**Your instructions**: Search the records below for "belt" and copy every line it turns up in.

**Provided records**:
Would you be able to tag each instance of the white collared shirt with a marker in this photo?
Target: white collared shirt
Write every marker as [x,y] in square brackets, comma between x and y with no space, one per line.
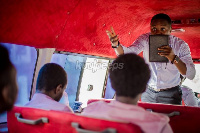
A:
[164,75]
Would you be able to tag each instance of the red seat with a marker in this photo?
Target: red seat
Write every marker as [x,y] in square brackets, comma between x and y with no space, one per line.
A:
[186,121]
[61,122]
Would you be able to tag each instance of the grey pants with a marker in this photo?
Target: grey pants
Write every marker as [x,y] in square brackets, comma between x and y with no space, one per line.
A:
[170,96]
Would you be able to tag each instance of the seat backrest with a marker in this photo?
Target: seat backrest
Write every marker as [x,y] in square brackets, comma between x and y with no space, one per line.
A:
[183,119]
[62,122]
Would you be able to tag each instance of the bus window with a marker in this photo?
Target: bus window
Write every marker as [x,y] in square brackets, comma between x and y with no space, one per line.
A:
[68,62]
[24,59]
[93,79]
[86,76]
[195,83]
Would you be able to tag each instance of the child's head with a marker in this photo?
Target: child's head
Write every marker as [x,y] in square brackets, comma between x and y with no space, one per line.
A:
[129,75]
[161,24]
[52,80]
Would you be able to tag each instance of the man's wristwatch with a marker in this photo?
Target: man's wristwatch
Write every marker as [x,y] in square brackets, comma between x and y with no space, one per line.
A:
[116,46]
[175,60]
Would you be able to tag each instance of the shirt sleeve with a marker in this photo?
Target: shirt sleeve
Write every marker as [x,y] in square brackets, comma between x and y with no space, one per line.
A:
[167,129]
[185,56]
[137,46]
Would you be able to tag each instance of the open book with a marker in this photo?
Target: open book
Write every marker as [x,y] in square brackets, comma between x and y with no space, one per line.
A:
[156,41]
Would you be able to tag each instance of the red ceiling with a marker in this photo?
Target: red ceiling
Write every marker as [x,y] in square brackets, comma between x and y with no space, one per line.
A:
[79,26]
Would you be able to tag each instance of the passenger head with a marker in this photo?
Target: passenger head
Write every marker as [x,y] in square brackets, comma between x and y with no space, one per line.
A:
[161,24]
[8,83]
[52,80]
[129,75]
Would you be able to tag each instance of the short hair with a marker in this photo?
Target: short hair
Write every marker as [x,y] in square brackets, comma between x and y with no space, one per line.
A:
[50,76]
[129,75]
[162,16]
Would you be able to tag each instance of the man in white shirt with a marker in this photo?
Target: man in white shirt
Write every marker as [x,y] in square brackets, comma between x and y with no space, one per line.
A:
[129,75]
[163,86]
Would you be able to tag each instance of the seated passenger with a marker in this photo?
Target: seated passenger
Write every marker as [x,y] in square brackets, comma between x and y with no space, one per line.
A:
[8,83]
[129,75]
[51,83]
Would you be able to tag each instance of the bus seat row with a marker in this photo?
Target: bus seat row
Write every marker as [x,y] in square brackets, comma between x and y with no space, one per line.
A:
[32,120]
[183,119]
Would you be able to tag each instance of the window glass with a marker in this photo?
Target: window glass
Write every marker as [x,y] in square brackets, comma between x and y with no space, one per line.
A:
[195,83]
[72,64]
[24,59]
[86,75]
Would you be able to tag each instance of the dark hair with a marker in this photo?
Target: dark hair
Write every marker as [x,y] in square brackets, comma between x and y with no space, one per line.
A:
[50,76]
[7,79]
[129,75]
[162,16]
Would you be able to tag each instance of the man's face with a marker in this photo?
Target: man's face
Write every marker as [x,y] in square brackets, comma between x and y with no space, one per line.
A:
[160,27]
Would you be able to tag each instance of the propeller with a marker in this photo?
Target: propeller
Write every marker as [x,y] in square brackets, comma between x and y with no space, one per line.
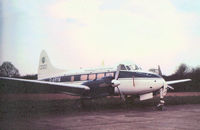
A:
[115,82]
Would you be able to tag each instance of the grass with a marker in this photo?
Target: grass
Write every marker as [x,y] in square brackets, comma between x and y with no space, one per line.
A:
[12,109]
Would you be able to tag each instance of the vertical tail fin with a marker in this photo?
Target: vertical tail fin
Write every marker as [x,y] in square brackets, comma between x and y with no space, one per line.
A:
[46,69]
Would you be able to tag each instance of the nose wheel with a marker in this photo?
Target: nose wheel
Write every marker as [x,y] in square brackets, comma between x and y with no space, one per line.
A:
[160,106]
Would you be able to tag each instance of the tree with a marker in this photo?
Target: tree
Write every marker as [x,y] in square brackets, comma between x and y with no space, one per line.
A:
[182,70]
[7,69]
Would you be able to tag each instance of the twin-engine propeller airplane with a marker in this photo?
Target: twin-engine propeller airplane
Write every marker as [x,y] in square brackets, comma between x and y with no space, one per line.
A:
[123,80]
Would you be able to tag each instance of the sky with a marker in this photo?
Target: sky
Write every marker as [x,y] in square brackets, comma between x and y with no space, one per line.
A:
[85,33]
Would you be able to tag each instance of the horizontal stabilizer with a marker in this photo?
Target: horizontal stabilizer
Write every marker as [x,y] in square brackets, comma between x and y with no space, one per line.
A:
[177,81]
[15,85]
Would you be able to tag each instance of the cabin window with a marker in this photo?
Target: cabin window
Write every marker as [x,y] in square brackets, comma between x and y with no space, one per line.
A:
[92,76]
[110,74]
[99,76]
[84,77]
[72,78]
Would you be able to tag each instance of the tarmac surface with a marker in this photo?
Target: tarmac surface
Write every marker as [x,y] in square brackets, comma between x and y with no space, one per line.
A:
[184,117]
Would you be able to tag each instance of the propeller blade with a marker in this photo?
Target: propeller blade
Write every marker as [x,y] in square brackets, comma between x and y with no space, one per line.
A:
[117,72]
[121,94]
[159,70]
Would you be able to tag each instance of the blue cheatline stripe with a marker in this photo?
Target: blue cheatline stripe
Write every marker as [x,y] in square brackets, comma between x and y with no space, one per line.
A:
[123,74]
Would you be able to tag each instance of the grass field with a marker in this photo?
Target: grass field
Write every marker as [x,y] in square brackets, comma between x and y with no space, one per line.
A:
[24,108]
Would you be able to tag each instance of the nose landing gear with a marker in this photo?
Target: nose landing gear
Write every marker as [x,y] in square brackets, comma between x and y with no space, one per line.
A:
[160,106]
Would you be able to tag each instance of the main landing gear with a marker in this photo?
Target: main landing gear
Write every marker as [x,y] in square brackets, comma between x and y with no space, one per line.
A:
[160,106]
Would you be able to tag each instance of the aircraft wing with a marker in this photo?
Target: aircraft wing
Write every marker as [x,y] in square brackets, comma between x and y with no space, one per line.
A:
[177,81]
[15,85]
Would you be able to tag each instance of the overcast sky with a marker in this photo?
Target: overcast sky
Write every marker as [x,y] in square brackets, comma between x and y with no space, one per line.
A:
[83,33]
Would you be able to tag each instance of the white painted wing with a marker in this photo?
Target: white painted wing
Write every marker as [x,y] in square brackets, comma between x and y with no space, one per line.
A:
[177,81]
[15,85]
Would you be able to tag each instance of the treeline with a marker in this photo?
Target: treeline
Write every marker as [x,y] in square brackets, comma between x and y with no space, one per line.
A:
[184,72]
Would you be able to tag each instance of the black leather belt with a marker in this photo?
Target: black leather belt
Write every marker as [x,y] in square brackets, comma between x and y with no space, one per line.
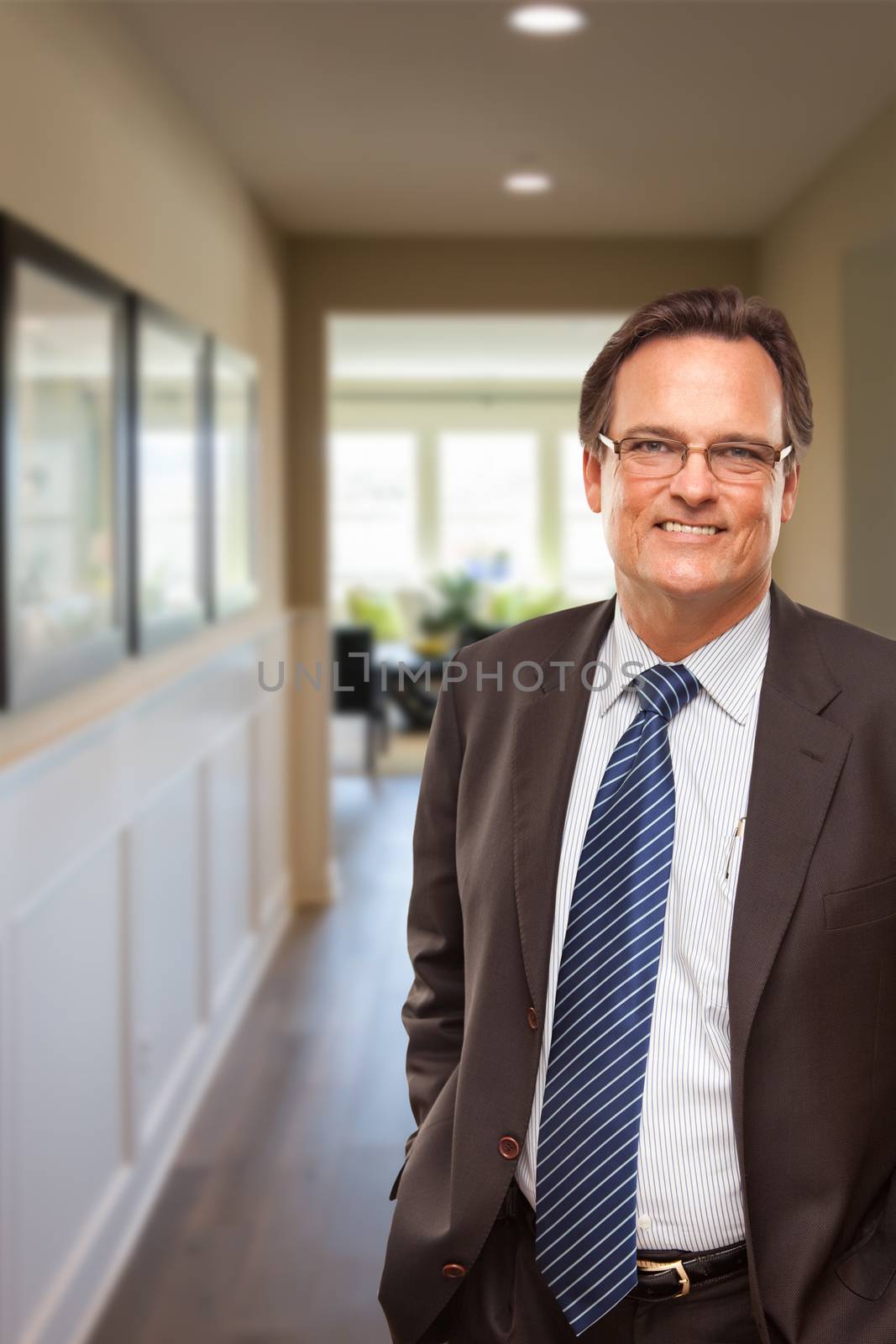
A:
[663,1274]
[660,1273]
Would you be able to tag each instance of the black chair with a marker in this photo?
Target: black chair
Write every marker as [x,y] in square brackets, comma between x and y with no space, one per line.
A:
[356,687]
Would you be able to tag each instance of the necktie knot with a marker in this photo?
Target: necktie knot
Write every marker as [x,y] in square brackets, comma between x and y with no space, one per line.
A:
[665,689]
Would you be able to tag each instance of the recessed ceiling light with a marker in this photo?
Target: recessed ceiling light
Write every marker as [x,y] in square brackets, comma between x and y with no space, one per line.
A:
[528,183]
[547,20]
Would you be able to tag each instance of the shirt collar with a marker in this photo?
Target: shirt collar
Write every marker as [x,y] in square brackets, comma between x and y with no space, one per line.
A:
[728,669]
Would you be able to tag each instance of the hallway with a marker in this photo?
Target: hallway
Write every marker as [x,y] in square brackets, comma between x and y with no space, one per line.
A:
[271,1225]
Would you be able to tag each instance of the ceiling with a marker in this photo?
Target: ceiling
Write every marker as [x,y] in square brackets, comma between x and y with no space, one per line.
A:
[401,118]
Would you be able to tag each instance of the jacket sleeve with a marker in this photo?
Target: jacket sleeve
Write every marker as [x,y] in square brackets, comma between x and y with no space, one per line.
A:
[432,1014]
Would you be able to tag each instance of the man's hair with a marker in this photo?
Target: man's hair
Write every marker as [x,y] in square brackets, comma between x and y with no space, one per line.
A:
[703,312]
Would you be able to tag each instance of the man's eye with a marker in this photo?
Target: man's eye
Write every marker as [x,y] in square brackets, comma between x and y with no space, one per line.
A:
[738,452]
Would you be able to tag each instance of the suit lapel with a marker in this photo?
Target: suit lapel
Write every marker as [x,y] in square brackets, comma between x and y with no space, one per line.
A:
[797,761]
[546,743]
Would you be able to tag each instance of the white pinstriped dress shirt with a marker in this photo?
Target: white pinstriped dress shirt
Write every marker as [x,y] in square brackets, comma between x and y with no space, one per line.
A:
[688,1195]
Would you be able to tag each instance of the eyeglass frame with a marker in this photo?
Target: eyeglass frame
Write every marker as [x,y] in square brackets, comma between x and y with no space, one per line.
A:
[616,444]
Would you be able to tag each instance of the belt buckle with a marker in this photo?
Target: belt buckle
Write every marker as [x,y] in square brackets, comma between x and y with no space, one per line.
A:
[658,1267]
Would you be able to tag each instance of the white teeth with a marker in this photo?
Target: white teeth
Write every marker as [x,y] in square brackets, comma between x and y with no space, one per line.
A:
[687,528]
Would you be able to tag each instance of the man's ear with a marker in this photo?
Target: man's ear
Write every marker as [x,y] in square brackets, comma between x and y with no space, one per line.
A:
[591,476]
[789,497]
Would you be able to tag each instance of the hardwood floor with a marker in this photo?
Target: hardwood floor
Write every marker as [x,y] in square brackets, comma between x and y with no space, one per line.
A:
[271,1226]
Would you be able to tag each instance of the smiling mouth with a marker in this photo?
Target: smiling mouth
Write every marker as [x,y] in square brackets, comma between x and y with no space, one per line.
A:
[691,528]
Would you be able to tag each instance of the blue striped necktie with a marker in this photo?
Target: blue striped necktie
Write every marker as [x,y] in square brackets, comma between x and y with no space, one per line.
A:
[587,1158]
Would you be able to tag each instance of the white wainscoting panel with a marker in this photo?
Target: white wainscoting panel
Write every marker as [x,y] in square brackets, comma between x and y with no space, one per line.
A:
[228,815]
[164,864]
[67,1101]
[145,886]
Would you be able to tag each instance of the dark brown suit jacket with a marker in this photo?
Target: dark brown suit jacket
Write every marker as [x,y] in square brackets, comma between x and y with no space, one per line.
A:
[812,976]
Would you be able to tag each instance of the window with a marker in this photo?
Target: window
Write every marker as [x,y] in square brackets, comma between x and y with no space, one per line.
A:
[490,504]
[170,589]
[63,454]
[234,480]
[586,564]
[372,510]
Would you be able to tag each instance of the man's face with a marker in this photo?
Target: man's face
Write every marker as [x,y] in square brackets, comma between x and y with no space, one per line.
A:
[699,390]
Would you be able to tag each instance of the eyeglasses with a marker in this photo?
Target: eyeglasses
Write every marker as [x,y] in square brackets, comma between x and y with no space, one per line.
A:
[661,457]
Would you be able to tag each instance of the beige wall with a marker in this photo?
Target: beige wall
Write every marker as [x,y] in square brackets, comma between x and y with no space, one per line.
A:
[801,264]
[97,152]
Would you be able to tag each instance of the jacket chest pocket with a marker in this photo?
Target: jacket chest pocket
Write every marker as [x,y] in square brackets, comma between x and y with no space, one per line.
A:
[862,905]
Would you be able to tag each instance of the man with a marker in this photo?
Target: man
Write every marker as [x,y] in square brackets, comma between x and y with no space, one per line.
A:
[653,917]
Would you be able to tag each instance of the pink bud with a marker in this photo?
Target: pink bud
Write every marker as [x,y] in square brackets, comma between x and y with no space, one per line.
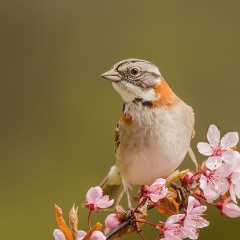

**Response for this exercise**:
Would you be able to tag each instance of the black leather belt with a marker in this photo?
Target: black leather belt
Would you be able to tag each instance of the belt buckle with a marker in this photo?
Target: belt buckle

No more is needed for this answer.